_Problem to work on_:
Collect every line of the listing below that contains the string "white".

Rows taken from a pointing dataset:
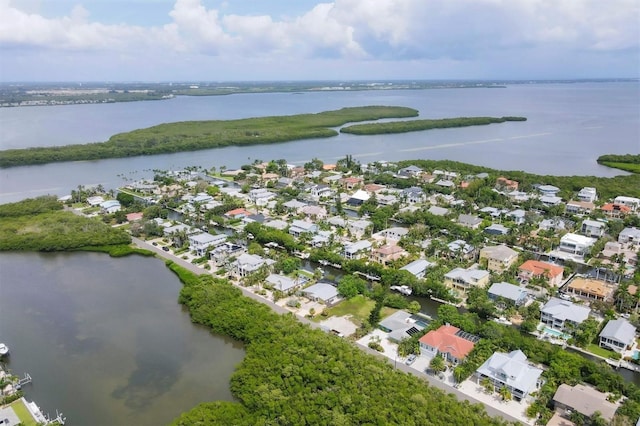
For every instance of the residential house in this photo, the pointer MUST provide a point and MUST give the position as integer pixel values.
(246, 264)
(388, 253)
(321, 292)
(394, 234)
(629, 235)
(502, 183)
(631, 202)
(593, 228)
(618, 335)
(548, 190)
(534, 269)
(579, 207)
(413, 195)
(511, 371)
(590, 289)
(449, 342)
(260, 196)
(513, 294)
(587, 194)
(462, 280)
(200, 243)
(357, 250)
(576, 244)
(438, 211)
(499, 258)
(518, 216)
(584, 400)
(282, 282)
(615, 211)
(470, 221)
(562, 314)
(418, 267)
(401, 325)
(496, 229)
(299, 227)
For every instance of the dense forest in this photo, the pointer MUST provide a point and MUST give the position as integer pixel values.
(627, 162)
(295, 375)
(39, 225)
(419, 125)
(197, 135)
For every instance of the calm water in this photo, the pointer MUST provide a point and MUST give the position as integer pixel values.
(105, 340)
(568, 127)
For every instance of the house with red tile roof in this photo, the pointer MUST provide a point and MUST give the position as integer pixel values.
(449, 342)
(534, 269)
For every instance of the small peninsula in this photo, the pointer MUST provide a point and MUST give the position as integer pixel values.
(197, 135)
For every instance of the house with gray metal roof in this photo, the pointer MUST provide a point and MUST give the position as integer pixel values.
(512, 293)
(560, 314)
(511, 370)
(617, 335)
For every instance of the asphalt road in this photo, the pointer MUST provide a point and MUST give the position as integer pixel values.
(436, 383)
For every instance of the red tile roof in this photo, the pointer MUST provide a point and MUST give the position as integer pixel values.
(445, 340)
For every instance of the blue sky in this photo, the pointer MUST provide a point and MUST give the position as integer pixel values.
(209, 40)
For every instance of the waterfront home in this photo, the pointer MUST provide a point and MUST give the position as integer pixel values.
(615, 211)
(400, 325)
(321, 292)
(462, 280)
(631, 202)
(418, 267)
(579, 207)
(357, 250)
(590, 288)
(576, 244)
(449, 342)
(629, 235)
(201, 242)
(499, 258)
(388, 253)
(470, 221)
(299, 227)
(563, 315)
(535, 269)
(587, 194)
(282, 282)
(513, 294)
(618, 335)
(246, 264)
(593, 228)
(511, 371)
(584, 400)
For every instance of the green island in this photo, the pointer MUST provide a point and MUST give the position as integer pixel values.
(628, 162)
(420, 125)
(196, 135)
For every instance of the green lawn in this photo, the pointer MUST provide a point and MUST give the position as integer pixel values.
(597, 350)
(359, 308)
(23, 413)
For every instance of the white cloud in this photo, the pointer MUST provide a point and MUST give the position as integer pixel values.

--

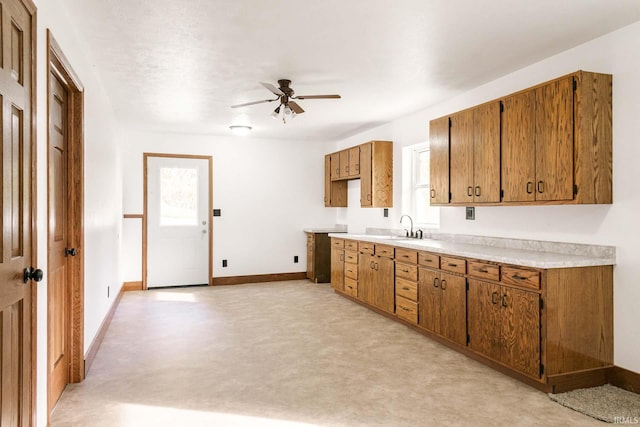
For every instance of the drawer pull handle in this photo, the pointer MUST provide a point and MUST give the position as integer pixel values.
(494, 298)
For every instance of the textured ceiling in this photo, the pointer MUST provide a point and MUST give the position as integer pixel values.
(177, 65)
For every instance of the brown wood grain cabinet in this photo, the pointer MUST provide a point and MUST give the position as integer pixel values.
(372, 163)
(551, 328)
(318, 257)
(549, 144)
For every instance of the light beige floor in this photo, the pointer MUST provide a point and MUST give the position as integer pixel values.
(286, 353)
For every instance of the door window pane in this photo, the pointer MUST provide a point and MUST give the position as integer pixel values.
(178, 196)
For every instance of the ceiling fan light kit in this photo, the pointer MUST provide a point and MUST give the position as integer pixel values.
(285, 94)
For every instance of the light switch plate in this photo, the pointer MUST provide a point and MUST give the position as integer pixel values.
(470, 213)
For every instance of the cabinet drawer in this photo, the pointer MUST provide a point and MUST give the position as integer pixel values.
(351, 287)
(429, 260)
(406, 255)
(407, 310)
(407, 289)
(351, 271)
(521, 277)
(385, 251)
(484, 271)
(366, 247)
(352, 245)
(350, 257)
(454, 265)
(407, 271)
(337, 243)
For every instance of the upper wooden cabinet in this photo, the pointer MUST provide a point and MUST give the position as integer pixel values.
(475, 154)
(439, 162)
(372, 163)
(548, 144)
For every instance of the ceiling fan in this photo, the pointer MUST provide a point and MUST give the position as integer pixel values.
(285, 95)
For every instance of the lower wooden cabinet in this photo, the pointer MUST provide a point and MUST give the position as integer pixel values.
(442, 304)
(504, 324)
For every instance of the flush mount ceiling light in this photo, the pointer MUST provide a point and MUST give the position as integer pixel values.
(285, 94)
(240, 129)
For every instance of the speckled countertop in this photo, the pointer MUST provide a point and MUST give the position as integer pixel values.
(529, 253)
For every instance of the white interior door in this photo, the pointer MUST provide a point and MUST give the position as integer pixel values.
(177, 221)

_Correct response_:
For every instance of the white cloud in this photo, the pointer MUST provide a point and MUST give the position as integer pixel values.
For every instance of the white interior door in this photo, the pointer MUST provide a point and MUST give the position as integer pixel values.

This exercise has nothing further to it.